MATERIAL SUPPLIED:
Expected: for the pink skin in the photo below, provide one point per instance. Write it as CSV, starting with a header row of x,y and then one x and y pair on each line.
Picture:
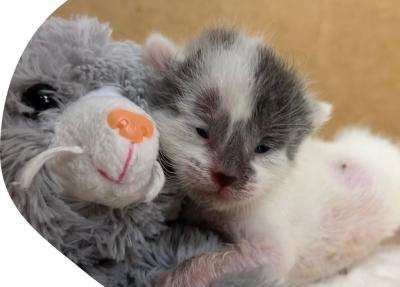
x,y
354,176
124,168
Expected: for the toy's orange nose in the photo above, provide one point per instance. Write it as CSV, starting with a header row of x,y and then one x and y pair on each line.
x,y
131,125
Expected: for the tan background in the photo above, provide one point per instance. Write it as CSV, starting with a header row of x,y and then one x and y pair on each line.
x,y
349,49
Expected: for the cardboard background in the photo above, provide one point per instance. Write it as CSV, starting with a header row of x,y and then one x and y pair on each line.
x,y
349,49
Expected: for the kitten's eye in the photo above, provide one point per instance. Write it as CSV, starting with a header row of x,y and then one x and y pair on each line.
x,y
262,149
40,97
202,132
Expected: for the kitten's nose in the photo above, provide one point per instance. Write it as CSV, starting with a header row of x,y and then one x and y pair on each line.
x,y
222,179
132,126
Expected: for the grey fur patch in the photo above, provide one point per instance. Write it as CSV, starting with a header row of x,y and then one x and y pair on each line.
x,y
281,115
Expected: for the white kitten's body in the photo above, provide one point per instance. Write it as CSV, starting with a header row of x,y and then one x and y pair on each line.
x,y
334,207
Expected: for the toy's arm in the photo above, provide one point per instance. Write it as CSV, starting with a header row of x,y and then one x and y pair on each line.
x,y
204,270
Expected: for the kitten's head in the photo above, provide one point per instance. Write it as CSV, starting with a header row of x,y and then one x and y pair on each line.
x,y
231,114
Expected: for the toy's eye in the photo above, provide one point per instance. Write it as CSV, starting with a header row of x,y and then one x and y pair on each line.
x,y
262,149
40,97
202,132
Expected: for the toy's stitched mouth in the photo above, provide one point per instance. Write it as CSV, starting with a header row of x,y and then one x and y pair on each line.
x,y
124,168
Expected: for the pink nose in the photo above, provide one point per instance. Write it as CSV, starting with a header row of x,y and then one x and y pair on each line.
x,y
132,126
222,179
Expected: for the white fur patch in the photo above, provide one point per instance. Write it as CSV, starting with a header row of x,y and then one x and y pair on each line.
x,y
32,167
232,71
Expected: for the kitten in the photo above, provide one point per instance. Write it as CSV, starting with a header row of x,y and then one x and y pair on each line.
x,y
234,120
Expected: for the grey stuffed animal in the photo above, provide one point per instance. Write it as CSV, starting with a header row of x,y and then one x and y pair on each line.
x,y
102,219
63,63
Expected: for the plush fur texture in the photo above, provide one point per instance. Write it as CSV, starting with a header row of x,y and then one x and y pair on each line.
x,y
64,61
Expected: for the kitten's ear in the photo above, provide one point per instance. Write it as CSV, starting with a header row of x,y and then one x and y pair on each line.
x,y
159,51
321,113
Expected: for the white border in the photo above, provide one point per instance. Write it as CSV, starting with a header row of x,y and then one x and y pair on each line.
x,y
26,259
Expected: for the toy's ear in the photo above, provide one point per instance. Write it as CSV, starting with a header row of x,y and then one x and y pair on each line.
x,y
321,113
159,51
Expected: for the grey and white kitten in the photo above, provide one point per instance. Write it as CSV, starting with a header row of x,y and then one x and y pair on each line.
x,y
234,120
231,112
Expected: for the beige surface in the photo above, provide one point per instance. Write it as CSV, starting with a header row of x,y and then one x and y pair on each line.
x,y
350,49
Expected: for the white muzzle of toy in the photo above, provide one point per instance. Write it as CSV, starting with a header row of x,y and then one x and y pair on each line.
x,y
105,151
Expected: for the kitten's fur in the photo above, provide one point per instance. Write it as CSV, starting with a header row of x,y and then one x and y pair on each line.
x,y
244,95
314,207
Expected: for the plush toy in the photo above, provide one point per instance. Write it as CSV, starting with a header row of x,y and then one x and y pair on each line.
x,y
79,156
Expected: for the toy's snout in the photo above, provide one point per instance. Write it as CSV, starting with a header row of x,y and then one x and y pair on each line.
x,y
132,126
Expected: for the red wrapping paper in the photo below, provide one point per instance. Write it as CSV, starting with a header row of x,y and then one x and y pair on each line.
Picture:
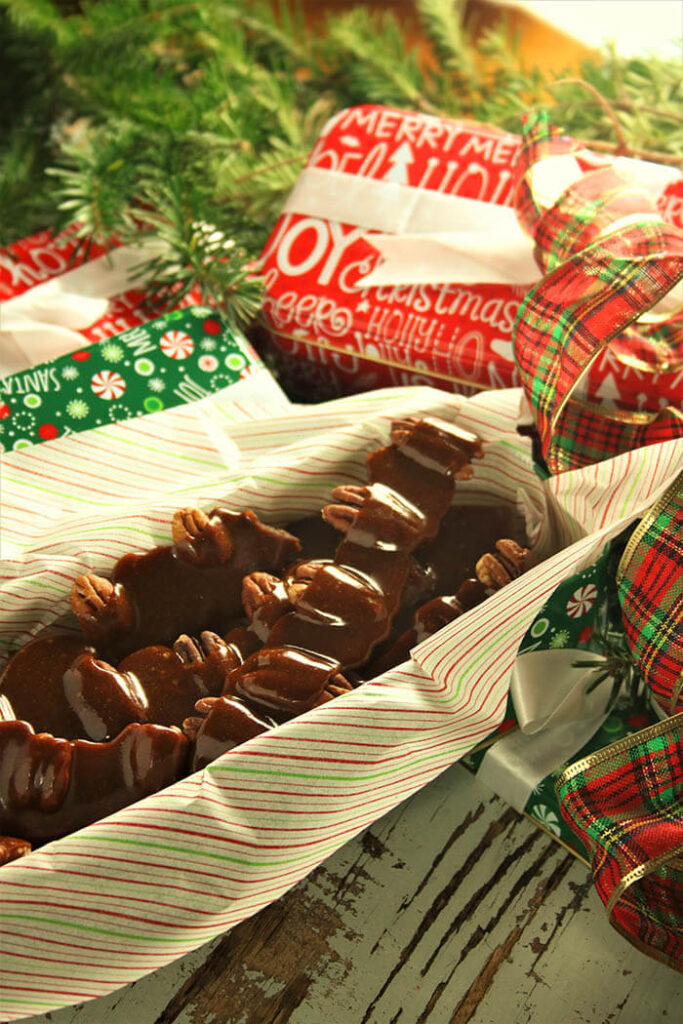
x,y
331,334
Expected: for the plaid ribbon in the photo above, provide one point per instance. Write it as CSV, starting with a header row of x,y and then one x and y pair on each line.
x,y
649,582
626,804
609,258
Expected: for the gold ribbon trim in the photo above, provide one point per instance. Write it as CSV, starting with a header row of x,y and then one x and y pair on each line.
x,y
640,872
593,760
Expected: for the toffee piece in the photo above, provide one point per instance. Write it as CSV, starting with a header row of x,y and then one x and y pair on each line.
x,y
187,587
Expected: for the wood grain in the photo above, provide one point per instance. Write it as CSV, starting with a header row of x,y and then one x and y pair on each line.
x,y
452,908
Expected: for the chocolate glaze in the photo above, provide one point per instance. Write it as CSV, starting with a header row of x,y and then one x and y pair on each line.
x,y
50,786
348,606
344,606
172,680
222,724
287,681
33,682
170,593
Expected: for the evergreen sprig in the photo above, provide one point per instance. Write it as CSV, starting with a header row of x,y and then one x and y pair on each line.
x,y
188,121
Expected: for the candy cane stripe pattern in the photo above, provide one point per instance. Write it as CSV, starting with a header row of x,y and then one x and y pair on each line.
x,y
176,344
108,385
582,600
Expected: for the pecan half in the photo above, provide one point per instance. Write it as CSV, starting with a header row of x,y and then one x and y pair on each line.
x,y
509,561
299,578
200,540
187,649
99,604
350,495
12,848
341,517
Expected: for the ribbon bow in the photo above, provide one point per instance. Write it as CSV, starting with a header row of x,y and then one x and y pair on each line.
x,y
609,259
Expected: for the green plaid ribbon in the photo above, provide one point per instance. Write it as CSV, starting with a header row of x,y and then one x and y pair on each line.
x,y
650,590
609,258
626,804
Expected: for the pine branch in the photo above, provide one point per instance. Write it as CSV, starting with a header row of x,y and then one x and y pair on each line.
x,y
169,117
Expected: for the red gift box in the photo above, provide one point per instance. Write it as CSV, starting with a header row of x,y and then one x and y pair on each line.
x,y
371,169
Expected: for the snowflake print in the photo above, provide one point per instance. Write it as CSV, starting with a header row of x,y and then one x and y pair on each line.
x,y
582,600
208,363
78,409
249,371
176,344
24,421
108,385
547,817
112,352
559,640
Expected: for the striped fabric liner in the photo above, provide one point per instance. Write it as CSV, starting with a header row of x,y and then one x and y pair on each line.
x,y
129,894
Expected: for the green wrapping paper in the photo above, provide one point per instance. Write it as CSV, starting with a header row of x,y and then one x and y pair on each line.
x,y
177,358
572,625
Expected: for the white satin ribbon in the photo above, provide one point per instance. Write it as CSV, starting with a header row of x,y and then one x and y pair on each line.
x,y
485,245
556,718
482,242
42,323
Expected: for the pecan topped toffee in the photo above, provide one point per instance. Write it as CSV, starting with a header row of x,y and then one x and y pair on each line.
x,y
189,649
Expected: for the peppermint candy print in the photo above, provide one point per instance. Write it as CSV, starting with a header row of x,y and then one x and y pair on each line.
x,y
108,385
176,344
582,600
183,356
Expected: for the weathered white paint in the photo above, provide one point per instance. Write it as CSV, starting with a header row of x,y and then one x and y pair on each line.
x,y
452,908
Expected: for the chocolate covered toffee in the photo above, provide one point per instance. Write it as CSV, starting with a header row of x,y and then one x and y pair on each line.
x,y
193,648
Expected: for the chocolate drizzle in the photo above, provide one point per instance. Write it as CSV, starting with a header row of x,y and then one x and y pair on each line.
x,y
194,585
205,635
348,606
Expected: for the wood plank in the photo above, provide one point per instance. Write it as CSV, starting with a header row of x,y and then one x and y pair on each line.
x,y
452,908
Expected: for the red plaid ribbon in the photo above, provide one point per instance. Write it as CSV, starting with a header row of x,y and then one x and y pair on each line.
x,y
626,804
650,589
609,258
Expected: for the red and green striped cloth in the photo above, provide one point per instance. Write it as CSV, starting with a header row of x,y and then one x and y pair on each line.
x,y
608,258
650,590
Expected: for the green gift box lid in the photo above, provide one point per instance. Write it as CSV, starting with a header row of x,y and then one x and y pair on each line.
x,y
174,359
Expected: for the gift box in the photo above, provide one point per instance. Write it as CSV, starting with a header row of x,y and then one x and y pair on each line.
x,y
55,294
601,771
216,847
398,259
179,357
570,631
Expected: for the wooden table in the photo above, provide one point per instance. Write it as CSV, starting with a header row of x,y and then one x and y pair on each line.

WHAT YOU SHOULD DO: Begin at the line containing "Expected: for the green gift" and reproduce each line through the end of the records above.

OUTPUT OF THE TASK:
Expected: for the green gift box lid in the photo above, provide one point per instance. Write it as CSV, starting with a header row of x,y and then one x and y pair on each line.
x,y
174,359
Expected: for the gift box in the photo above, provide one point per instance. Write it as CSV, starting with a header row of x,y and then one x and y pair on each line.
x,y
55,294
601,771
216,847
398,259
179,357
570,631
Expected: for the wooden table in the photo above, provide one point per instance. Write it as CSV, starting with a header row of x,y and then one x and y pair on each line.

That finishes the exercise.